Excerpt provided START

What do you do when you’ve run out of frozen gluten free bagels (Glutino, my favorite)? Not a slice of gluten free bread in sight (Breads from Anna, the best). Not an English muffin – even one with ice crystals would be better than nothing (I love the ones made by Foods by George). Nothing in the freezer. Nothing in the breadbox. Nothing in the frig.
You get creative! You think outside of the breakfast box. You make rice pudding! Whether you make it on the stovetop, in your crockpot, or in a pressure cooker (as I did) – it’s a lovely breakfast alternative. Please don’t think me boastful, but as I type this, I feel pretty darn full of myself for having thought of such a clever and delicious way to start my day.
The cool thing about using a pressure cooker is that my rice pudding was finished and being spooned into my mouth in less than 15 minutes (well, maybe another five minutes to allow it to cool so that I could take a photo of it without steaming up the camera!). If you’re thinking about buying a pressure cooker but only remember the stories about them blowing up and hitting the ceiling, think again. The newer models are fantastic and very safe. I can’t recommend it enough. And believe me, I’d never used one before I was diagnosed with Celiac Disease. Though I’ve known my way around the kitchen quite well for the last 25 years, I just never thought about owning a pressure cooker. But, my Kuhn Rikon pressure cooker is a real workhorse in my gluten free kitchen (I have the turn-top model).

Excerpt provided END
Supplied entries START

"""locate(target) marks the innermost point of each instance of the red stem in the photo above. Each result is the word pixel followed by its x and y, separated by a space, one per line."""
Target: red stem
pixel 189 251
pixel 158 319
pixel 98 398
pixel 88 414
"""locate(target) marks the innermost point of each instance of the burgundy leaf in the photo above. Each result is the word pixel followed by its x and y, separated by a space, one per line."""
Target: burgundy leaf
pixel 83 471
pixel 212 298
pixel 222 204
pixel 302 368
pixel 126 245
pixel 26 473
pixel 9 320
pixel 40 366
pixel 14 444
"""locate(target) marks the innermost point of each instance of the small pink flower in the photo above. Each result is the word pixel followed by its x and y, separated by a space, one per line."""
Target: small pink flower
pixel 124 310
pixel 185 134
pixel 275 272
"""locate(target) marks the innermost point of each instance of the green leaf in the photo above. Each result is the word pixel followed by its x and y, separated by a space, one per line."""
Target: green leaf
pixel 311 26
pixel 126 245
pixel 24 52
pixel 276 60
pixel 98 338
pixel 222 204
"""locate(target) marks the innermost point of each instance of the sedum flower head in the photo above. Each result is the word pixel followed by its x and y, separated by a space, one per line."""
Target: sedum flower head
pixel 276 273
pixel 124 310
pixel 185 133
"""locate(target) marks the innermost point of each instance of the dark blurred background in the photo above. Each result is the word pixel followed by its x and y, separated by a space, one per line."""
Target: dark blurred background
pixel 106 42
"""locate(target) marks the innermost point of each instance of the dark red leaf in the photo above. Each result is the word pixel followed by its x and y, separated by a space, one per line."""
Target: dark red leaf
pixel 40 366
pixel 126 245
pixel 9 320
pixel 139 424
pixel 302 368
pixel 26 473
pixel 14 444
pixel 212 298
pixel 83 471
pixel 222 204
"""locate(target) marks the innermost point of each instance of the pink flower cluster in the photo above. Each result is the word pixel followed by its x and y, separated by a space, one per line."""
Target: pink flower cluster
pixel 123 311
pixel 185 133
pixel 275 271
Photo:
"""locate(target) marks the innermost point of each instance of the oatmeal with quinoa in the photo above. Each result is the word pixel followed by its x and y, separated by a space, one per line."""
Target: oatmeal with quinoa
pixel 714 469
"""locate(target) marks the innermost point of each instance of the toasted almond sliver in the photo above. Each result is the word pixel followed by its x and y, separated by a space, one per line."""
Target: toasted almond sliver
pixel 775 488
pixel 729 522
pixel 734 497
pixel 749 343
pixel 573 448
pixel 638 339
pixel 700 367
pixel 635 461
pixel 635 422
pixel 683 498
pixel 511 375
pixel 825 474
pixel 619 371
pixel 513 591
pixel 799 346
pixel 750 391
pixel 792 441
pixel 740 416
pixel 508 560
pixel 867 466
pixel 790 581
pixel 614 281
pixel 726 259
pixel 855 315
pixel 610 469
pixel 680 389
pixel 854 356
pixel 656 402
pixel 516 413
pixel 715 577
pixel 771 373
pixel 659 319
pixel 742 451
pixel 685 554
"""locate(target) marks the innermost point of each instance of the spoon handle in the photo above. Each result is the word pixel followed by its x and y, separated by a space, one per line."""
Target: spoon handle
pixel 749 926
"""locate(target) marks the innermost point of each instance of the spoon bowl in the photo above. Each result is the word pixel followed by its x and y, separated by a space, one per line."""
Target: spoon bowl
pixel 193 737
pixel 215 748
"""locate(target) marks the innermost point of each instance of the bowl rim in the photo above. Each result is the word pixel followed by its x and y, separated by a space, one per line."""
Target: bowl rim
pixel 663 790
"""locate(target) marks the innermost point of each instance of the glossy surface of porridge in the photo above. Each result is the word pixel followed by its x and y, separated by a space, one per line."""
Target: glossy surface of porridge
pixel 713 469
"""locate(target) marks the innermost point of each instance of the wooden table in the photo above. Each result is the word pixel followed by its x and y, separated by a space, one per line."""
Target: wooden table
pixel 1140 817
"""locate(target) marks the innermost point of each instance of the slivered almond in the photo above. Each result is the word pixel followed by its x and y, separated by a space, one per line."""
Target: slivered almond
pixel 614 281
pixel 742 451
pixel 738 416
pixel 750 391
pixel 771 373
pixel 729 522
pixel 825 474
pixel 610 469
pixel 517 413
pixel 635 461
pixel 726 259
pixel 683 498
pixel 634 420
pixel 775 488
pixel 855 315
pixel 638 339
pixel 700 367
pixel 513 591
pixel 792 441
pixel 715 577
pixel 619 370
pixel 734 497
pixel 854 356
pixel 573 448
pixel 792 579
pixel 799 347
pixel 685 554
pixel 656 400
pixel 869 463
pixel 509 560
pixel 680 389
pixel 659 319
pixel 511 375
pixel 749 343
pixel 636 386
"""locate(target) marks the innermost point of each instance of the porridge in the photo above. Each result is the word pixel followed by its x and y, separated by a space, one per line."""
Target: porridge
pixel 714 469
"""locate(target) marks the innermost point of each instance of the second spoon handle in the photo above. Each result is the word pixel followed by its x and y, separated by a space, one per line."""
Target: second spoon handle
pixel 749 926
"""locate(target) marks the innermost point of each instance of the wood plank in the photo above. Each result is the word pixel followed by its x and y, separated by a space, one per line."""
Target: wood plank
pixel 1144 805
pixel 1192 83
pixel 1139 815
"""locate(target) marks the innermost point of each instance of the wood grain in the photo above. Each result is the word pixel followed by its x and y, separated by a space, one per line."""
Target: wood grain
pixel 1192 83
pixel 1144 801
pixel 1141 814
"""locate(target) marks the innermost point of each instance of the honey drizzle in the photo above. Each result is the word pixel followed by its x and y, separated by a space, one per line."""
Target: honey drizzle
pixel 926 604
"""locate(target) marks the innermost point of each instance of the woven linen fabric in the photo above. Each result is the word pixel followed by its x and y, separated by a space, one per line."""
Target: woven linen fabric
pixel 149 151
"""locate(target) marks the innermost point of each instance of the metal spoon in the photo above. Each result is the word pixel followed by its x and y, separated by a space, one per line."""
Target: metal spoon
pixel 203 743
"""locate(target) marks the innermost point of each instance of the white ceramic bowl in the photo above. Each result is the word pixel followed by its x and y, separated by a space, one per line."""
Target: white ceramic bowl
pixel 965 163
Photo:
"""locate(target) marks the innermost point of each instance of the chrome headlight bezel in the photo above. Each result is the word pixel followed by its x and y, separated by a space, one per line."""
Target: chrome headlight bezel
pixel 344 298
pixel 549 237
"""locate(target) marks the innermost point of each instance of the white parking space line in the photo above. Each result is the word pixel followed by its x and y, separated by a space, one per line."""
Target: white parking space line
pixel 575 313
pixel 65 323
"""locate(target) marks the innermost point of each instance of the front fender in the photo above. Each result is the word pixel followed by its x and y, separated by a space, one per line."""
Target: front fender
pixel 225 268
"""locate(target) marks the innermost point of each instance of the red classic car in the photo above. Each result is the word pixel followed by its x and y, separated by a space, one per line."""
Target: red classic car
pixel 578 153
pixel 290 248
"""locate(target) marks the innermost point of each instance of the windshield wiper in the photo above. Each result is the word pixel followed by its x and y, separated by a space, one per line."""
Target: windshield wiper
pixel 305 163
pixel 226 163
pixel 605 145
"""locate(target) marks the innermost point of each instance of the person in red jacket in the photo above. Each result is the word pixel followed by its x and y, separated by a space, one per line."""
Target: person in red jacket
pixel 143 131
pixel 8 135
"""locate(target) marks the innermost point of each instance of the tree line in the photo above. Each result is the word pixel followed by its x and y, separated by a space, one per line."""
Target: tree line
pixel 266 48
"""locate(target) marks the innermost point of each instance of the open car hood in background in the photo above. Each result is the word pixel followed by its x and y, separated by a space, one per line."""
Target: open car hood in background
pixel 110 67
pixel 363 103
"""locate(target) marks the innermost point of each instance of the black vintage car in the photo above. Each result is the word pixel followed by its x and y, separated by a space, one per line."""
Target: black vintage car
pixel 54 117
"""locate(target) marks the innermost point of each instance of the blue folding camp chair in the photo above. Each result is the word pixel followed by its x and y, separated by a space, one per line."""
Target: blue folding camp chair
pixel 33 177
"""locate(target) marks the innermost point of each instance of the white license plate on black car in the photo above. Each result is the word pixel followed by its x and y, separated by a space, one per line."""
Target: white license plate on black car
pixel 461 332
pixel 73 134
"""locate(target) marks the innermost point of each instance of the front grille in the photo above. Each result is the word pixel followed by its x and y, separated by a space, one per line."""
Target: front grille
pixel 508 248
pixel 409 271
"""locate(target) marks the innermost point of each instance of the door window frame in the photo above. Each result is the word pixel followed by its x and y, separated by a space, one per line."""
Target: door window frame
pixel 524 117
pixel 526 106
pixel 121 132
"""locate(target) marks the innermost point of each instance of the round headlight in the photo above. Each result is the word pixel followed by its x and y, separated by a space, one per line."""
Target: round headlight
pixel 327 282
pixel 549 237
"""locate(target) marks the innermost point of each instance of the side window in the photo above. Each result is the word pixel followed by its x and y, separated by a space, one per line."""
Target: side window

Supplied entries END

Work request A
In the rice pudding post, what brand and model of pressure cooker does the writer own?
Work request B
Pick up the rice pudding post right after its last sentence and keep writing it.
The items have nothing to do with what follows.

Task answer A
A Kuhn Rikon pressure cooker, the turn-top model.

Task answer B
The recipe, which I halved, comes from Pressure Perfect by Lorna Sass.
Maple Walnut Rice Pudding
serves 2 – 4
To Cook the Rice
1 1/4 cups water
1/2 cup jasmine rice
1 1/2 tsp. butter
1/8 tsp. salt
To Finish The Pudding
3/4 cup milk (I used Silk Light Soy, non-flavored)
1/4 cup maple syrup
1/2 tsp. vanilla
1/4 cup toasted chopped walnuts (about 4 minutes in a 375 degree oven)
ground cinnamon, for garnish (optional)
In a 3 quart or larger cooker, combine the water, rice, butter, and salt. Lock the lid in place. Over high heat, bring to high pressure. Reduce the heat just enough to maintain high pressure and cook for 8 mninutes. Turn off the heat. Quick-release the pressure under cold running water. Remove the lid, tilting it away from you to allow excess steam to escape. If there is still a little bit of water in the pot, don’t fret. It combines with the milk quite nicely.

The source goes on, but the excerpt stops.